PROBLEM DETAILS - Rewrite the data from the line containing "of the white" through the end, substituting "oak board" for every "wood plank" and leaving everything else unchanged.

** START OF RECORDS SHOWN **

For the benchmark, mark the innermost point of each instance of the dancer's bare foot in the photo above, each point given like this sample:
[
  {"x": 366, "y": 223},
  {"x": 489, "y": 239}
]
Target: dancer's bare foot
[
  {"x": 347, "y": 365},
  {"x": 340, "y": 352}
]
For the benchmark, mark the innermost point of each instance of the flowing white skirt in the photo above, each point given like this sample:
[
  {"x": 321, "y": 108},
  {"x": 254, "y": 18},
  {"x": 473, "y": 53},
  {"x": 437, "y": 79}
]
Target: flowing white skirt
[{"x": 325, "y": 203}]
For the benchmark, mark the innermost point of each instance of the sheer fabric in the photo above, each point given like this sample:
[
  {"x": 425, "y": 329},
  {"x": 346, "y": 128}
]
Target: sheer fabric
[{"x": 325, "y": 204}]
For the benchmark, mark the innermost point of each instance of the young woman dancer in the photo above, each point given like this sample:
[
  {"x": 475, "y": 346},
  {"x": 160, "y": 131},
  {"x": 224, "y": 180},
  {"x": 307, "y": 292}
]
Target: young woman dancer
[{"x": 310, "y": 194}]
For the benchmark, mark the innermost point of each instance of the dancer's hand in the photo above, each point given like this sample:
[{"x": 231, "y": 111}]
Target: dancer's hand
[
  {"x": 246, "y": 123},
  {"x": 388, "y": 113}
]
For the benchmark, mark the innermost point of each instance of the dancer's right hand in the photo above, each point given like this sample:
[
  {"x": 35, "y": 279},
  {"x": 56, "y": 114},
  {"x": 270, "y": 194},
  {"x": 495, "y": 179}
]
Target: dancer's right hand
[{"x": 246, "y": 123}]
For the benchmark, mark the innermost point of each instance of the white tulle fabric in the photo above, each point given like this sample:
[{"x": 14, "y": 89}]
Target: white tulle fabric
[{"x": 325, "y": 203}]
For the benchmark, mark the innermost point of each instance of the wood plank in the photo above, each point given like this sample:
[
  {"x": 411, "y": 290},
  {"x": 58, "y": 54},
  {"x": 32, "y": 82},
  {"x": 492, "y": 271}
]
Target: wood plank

** END OF RECORDS SHOWN **

RESULT -
For the benchmark, mark the innermost point of each instance of the white tulle fabric in the photo above, each point given like this sample:
[{"x": 14, "y": 89}]
Target: white tulle fabric
[{"x": 325, "y": 203}]
For the benchmark, mark the innermost point of each instance of the oak board in the photo above, each point given like this sample:
[
  {"x": 411, "y": 290},
  {"x": 58, "y": 54},
  {"x": 32, "y": 82},
  {"x": 492, "y": 271}
]
Target: oak board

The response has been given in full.